Fidelity D & D Bancorp, Inc. (the Company) is a bank holding company and the parent of Fidelity Deposit and Discount Bank (the Bank).  The Bank is a commercial bank chartered under the law of the Commonwealth of Pennsylvania and a wholly-owned subsidiary of the Company.  Having commenced operations in 1903, the Bank is committed to provide superior customer service, while offering a full range of banking products and financial and trust services to both our consumer and commercial customers from our main office located in Dunmore and other branches located throughout Lackawanna and Luzerne Counties.

Principles of consolidation

The accompanying unaudited consolidated financial statements of the Company and the Bank have been prepared in accordance with accounting principles generally accepted in the United States of America (GAAP) for interim financial information and with the instructions to this Form 10-Q and Rule 8-03 of Regulation S-X.  Accordingly, they do not include all of the information and footnote disclosures required by GAAP for complete financial statements.  In the opinion of management, all normal recurring adjustments necessary for a fair presentation of the financial condition and results of operations for the periods have been included.  All significant inter-company balances and transactions have been eliminated in consolidation.

For additional information and disclosures required under GAAP, refer to the Company’s Annual Report on Form 10-K for the year ended December 31, 2018.

Management is responsible for the fairness, integrity and objectivity of the unaudited financial statements included in this report.  Management prepared the unaudited financial statements in accordance with GAAP.  In meeting its responsibility for the financial statements, management depends on the Company's accounting systems and related internal controls.  These systems and controls are designed to provide reasonable but not absolute assurance that the financial records accurately reflect the transactions of the Company, the Company’s assets are safeguarded and that the financial statements present fairly the financial condition and results of operations of the Company.
* * *
#### INSTRUCTION 1
Answer these questions using the passage on Fidelity D & D Bancorp.
(a) In what year did the Bank commence operations?
(b) In which town is the Bank's main office located?
(c) Which report should be consulted for additional information and disclosures required under GAAP?
#### INSTRUCTION 2
Rewrite the part of the passage on Fidelity D & D Bancorp that opens with the words containing "The accompanying unaudited" and closes with "eliminated in consolidation.", substituting "U.S. GAAP" for "GAAP".
* * *
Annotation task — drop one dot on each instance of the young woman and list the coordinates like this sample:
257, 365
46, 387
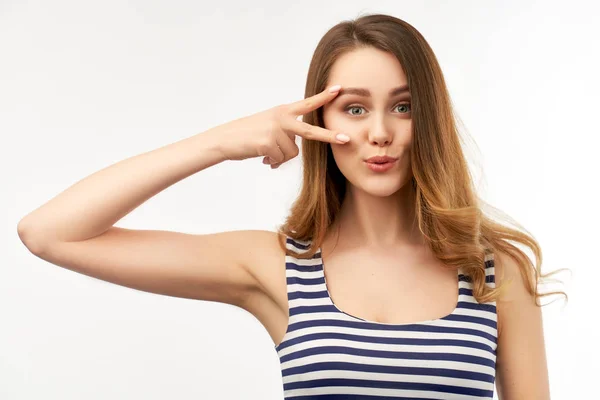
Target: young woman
386, 280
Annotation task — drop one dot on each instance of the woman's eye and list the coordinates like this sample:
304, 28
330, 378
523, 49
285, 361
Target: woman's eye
405, 106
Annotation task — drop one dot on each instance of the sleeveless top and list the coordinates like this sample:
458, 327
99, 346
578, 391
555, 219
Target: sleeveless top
327, 353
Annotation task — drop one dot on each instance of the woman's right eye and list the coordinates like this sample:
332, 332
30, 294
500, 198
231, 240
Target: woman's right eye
351, 107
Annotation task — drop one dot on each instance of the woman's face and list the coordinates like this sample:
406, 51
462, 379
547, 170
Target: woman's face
378, 123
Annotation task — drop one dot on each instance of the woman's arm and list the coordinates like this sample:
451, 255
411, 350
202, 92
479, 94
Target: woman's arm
521, 366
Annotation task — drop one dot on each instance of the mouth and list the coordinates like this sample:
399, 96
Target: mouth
381, 159
380, 166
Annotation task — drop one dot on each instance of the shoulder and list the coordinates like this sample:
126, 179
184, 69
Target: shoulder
521, 359
265, 260
515, 292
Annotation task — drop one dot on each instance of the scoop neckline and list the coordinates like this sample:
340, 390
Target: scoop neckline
424, 322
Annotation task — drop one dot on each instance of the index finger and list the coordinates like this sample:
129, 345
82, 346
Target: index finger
311, 103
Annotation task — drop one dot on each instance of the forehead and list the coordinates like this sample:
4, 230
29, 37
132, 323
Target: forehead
367, 67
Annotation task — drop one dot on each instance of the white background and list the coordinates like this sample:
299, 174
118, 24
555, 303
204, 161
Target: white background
86, 84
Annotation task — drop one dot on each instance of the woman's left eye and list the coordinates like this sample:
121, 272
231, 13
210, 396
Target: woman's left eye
405, 105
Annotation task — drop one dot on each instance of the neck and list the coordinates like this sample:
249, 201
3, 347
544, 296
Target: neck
378, 222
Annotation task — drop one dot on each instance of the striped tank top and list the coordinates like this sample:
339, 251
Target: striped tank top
329, 354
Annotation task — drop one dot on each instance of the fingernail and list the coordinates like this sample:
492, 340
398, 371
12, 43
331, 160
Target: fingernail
342, 138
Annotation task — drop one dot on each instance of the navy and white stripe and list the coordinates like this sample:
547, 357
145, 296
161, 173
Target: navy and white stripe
329, 354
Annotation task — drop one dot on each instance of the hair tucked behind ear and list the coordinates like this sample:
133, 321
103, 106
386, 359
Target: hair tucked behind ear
448, 211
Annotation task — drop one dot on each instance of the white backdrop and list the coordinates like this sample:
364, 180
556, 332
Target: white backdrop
85, 84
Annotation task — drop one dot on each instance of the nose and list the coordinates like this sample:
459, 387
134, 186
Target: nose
380, 135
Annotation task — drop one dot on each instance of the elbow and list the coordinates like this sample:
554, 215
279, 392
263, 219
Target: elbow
28, 238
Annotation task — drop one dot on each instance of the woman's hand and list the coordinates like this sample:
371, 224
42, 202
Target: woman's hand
271, 133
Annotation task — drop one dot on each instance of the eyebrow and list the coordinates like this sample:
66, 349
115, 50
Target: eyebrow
367, 93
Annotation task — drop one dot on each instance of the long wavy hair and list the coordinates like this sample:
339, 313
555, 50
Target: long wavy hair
447, 209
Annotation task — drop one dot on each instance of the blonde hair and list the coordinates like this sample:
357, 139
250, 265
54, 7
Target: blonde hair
447, 208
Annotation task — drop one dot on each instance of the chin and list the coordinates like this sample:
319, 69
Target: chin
380, 188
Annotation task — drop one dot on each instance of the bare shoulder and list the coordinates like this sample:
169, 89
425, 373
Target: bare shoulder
521, 358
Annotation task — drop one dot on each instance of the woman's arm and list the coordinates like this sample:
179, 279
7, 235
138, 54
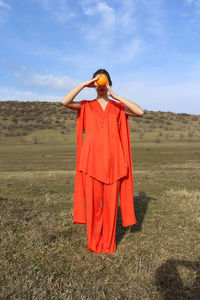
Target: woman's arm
69, 97
131, 108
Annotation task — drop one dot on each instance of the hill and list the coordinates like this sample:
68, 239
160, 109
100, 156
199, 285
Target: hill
40, 122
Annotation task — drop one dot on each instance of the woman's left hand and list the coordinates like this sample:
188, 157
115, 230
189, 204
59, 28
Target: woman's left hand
112, 94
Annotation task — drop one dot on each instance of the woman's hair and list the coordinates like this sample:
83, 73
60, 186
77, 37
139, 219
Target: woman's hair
103, 71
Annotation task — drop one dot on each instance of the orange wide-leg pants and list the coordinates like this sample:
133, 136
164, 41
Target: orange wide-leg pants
101, 211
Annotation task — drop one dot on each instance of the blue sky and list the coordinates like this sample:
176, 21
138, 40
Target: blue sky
151, 48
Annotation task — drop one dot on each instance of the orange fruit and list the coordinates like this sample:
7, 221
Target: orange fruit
102, 80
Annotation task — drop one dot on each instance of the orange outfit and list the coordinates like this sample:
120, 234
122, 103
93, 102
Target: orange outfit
103, 169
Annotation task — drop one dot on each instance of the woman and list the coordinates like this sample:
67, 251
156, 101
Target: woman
103, 162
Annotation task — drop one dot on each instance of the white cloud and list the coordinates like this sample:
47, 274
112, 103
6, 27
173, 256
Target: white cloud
50, 82
155, 95
59, 10
14, 94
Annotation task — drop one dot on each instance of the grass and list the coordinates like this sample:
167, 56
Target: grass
44, 256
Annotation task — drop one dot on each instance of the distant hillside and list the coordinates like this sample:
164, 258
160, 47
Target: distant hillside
34, 121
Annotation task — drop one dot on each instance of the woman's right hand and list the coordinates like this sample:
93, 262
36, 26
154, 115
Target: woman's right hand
91, 83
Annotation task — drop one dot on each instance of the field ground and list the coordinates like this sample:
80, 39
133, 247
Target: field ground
44, 256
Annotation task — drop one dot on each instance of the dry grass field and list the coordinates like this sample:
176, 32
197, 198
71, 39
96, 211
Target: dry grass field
43, 255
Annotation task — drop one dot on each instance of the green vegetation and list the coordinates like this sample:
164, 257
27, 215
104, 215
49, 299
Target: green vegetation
43, 255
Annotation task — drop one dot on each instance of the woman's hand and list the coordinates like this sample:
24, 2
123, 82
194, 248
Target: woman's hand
91, 83
112, 94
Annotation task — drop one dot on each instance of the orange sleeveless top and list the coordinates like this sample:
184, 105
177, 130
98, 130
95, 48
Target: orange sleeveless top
102, 155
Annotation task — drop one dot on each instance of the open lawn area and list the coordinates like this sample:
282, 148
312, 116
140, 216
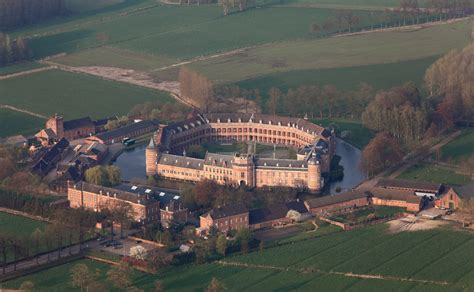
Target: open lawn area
358, 50
14, 123
436, 260
74, 95
19, 226
460, 148
434, 173
379, 76
180, 32
355, 133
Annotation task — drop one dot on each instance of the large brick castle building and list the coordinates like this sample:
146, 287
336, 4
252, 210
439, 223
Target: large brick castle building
315, 144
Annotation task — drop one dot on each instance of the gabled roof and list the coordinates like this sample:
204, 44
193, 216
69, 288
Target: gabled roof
466, 191
127, 130
395, 194
275, 211
419, 186
181, 161
227, 211
78, 123
337, 198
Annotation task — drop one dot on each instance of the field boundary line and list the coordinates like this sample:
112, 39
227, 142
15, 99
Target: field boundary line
27, 72
344, 274
6, 106
150, 85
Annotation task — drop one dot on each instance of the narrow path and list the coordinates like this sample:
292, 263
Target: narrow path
23, 111
28, 72
344, 274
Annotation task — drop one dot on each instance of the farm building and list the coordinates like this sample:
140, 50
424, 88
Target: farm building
346, 200
171, 205
278, 215
129, 131
420, 188
84, 195
396, 198
224, 219
454, 196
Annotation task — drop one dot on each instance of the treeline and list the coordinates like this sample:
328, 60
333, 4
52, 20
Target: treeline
12, 50
16, 13
450, 84
399, 112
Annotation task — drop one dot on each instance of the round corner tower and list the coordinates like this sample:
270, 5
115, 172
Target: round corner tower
151, 156
314, 175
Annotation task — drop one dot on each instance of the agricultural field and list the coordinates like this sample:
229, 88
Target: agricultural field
* * *
#### CORRECT OUTPUT 1
(a) 1903
(b) Dunmore
(c) The Company's Annual Report on Form 10-K for the year ended December 31, 2018

#### CORRECT OUTPUT 2
The accompanying unaudited consolidated financial statements of the Company and the Bank have been prepared in accordance with accounting principles generally accepted in the United States of America (U.S. GAAP) for interim financial information and with the instructions to this Form 10-Q and Rule 8-03 of Regulation S-X.  Accordingly, they do not include all of the information and footnote disclosures required by U.S. GAAP for complete financial statements.  In the opinion of management, all normal recurring adjustments necessary for a fair presentation of the financial condition and results of operations for the periods have been included.  All significant inter-company balances and transactions have been eliminated in consolidation.